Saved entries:
*** Begin section ***

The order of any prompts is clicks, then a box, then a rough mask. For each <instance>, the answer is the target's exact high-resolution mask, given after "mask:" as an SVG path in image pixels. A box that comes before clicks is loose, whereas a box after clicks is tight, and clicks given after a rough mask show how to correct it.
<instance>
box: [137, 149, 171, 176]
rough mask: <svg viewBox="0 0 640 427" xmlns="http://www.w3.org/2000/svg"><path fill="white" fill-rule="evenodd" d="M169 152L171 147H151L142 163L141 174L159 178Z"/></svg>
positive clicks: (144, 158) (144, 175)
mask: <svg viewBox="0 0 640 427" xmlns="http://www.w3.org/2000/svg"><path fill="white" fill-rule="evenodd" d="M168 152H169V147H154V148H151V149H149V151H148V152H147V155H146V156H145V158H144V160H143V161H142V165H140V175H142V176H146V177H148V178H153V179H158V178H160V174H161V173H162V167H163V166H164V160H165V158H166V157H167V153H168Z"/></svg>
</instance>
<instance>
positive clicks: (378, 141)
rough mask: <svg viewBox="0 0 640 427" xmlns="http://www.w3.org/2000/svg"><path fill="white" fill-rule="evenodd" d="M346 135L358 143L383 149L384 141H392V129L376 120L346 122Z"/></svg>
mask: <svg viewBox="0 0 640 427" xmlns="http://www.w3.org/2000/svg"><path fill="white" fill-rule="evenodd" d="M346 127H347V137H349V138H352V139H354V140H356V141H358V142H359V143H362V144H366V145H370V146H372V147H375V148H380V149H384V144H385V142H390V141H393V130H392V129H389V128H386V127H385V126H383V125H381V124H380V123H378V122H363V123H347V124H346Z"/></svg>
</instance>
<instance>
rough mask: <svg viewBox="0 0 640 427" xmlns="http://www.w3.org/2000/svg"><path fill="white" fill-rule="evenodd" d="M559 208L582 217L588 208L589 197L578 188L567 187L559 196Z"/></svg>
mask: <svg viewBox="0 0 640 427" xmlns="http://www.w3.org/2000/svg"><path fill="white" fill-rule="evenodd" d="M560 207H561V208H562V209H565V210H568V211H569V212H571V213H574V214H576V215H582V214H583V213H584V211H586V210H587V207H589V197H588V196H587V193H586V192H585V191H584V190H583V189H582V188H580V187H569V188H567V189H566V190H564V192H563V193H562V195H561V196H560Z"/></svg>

*** End section ***

All lines from the one containing "208L582 217L588 208L589" through the final line of the records above are to be set down exactly, and no other line is to appear.

Result for this task:
rough mask: <svg viewBox="0 0 640 427" xmlns="http://www.w3.org/2000/svg"><path fill="white" fill-rule="evenodd" d="M559 208L582 217L588 208L589 197L578 188L567 187L559 196Z"/></svg>
mask: <svg viewBox="0 0 640 427" xmlns="http://www.w3.org/2000/svg"><path fill="white" fill-rule="evenodd" d="M560 207H561V208H562V209H565V210H568V211H569V212H571V213H574V214H576V215H582V214H583V213H584V211H586V210H587V207H589V197H588V196H587V193H586V192H585V191H584V190H583V189H582V188H580V187H569V188H567V189H566V190H564V192H563V193H562V195H561V196H560Z"/></svg>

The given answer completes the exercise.